The required output is the line with "of the sunlit" and each line that follows it to the end of the entries below, copied exactly and with nothing added.

Saved entries
========================================
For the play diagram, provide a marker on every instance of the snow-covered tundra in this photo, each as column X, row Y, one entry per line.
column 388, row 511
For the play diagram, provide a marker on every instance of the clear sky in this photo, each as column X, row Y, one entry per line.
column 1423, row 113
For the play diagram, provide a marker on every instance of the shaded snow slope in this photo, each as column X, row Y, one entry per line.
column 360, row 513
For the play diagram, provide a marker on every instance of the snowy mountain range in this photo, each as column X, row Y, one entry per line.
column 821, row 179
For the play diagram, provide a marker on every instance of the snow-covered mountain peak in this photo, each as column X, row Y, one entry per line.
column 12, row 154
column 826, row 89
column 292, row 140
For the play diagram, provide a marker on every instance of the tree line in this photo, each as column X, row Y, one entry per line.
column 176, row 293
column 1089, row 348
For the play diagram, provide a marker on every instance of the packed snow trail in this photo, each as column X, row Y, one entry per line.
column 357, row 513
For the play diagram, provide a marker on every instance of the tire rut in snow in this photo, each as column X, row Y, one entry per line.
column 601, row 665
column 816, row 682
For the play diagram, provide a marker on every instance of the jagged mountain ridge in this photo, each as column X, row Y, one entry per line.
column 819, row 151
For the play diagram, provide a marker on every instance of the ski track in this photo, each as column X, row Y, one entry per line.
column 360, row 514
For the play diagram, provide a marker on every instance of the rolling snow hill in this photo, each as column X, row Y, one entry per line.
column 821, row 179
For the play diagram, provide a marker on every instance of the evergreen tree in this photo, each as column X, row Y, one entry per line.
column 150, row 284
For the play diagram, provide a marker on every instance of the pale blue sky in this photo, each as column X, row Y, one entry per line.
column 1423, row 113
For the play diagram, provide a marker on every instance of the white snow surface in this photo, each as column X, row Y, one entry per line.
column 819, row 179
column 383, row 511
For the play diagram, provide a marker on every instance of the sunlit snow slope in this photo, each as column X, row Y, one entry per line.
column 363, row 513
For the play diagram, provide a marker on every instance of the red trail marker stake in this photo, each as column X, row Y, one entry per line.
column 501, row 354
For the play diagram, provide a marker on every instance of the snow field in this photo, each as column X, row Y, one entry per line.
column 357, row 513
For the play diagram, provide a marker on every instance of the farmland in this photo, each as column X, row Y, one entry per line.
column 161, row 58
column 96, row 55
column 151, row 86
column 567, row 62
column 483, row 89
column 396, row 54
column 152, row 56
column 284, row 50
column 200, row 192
========================================
_Exercise output_.
For the play diagram, provide a marker on every instance of the sunlit snow slope in this photo, each as column X, row Y, one entry per line.
column 363, row 513
For the play diagram, provide a marker on every instance of the red trail marker stake in this photo, each as column X, row Y, one entry per line.
column 501, row 354
For the play diagram, provide a marker on every instance of the snow field in this photo, each as column X, row Y, one entry per line.
column 357, row 513
For the play diagram, provide a marker on every instance of the farmland in this photo, each as column X, row Y, one entry per line.
column 161, row 58
column 96, row 55
column 151, row 86
column 567, row 62
column 483, row 89
column 396, row 54
column 152, row 56
column 284, row 50
column 200, row 192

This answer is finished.